ESTRATTO DEL TESTO:

Stig Dagerman e i giovani cuori ardenti



Nel 1943, a vent’anni, Stig Dagerman scrisse un articolo per la rivista anarchica Storm e lo intitolò Cuori ardenti. Il titolo prendeva il verso da una poesia di Rudolf Nilsen, La voce della rivoluzione.
Datemi cuori ardenti,
che mai si perdano nel dubbio,
ma nella vittoria e nella sconfitta
conservino invulnerabile il sorriso.
«Cuori ardenti», cominciò Dagerman, «A chi interessano più i cuori, ormai?». La domanda è disarmante; non è tanto la difficoltà di dare una risposta a una richiesta retorica ma la scelta delle parole con le quali Dagerman decide di porre la questione. È il cuore a creare imbarazzo. Protagonista occulto di ogni dramma, verso o romanzo, "cuore" è un termine che oggi si fatica a pronunciare per il timore di cadere in qualche luogo comune. Non lo si vede spesso e quando appare è difficile scardinarlo da un contorno superficiale e ammiccante. Allora è meglio evitarlo, a maggior ragione in un articolo di giornale, provare dei sinonimi, cercare delle alternative: sentimento, animo, audacia, coraggio. Oppure centro, nucleo, essenza. Ma Dagerman è assoluto, lucido e trasparente, la sua prosa non ammette licenze.

ESERCIZIO ASSEGNATO 1: Selezioni ogni riga dei record che contiene la parola "window", tenendo conto della distinzione tra maiuscole e minuscole.
Il brano su Stig Dagerman e i record non hanno alcun legame tra loro.

[Righe di dati]
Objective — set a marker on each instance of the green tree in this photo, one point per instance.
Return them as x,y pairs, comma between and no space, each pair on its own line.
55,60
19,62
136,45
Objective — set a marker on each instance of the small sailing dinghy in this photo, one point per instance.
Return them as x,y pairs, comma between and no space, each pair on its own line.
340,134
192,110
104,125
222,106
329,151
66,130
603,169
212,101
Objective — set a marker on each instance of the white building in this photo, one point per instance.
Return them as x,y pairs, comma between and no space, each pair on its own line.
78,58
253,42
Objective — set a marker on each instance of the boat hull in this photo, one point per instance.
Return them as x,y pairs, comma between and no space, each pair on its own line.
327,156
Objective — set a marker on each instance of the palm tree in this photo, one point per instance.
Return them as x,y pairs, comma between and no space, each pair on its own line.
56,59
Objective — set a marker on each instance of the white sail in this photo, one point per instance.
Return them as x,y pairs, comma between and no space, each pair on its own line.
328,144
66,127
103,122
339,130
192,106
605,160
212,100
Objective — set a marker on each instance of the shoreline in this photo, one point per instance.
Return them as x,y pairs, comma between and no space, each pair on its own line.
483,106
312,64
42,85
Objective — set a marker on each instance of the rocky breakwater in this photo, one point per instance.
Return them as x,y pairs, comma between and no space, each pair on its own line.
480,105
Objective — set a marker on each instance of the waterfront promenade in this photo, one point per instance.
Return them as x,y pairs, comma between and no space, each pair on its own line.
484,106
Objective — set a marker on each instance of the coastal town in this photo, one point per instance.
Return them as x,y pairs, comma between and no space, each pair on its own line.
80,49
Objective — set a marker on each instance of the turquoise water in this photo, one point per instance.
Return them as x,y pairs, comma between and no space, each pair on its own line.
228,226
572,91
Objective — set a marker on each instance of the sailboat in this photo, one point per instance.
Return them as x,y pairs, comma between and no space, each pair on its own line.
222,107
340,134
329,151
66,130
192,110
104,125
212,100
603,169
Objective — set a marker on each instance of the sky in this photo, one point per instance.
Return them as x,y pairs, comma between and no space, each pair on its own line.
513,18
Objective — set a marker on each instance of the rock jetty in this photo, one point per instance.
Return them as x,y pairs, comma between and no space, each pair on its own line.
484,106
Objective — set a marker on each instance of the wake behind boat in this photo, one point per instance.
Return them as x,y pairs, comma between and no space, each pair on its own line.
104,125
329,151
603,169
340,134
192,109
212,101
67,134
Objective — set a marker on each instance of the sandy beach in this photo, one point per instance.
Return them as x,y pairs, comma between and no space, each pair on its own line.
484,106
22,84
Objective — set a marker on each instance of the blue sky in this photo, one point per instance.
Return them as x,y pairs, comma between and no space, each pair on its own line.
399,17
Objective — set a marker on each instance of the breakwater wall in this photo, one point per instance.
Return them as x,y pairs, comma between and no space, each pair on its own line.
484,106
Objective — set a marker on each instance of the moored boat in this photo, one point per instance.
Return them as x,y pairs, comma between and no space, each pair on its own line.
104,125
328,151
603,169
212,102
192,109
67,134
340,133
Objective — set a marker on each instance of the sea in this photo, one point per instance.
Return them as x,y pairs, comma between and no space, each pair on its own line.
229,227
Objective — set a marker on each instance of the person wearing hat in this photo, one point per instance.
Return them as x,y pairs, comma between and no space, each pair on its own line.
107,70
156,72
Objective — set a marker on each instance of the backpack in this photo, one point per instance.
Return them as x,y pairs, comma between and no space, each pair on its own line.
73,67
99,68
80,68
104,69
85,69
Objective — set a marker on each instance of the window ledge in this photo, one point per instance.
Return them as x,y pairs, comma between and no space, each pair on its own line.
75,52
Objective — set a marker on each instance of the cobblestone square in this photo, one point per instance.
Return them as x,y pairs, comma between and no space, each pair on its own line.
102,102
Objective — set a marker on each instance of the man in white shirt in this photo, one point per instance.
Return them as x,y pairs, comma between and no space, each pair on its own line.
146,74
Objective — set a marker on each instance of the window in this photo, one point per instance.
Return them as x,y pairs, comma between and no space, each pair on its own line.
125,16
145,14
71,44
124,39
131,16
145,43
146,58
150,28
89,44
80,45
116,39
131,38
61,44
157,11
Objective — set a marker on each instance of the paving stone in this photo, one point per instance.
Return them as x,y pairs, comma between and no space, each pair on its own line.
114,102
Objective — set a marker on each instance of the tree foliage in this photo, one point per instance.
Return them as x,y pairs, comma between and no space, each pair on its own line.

ESERCIZIO ASSEGNATO 2: Prosegua il brano su Stig Dagerman, riprendendolo subito dopo l'ultima frase riportata.

RISULTATO FINALE 1:
Objective — set a marker on each instance of the window ledge in this photo, one point per instance.
Objective — set a marker on each instance of the window in this photo, one point per instance.

RISULTATO FINALE 2:
Dagerman scriveva nella Svezia del dopoguerra, una nazione che è riuscita a tenere un comportamento ambiguo per tutta la durata del conflitto anche se si trovò accerchiata da diverse situazioni d’emergenza. Nel 1939 la Finlandia fu invasa dalle truppe dell’Unione Sovietica e nell’aprile dell’anno successivo la Danimarca e la Norvegia furono occupate dalla Germania. Formalmente neutrale, la Svezia appoggiò la lotta dei finlandesi contro il regime sovietico e continuò a favorire i tedeschi per un tacito accordo di non-belligeranza. Sequestrava i giornalisti antifascisti e fermava i profughi ebrei alla frontiera, allo stesso tempo forniva rifugio e assistenza ai danesi e ai norvegesi che militavano nella resistenza. Il popolo svedese non si sentiva coinvolto: nessuno veniva arrestato, nessuno era costretto a scappare o nascondersi. Eppure la tensione era evidente, la parvenza di pace solo un ammaraggio di fortuna. Per Dagerman quella condizione era inaccettabile perché di fatto ogni svedese viveva, nella sicurezza apparente, la vita del perseguitato: la guerra ci riguarda e vi riguarda, scriveva, il dramma è appena sotto la pelle. Riguarda anche te, te e la tua esistenza «perché hai un cuore, certo che ce l’hai. E sei giovane, certo che lo sei».

A chi interessano più i cuori, ormai?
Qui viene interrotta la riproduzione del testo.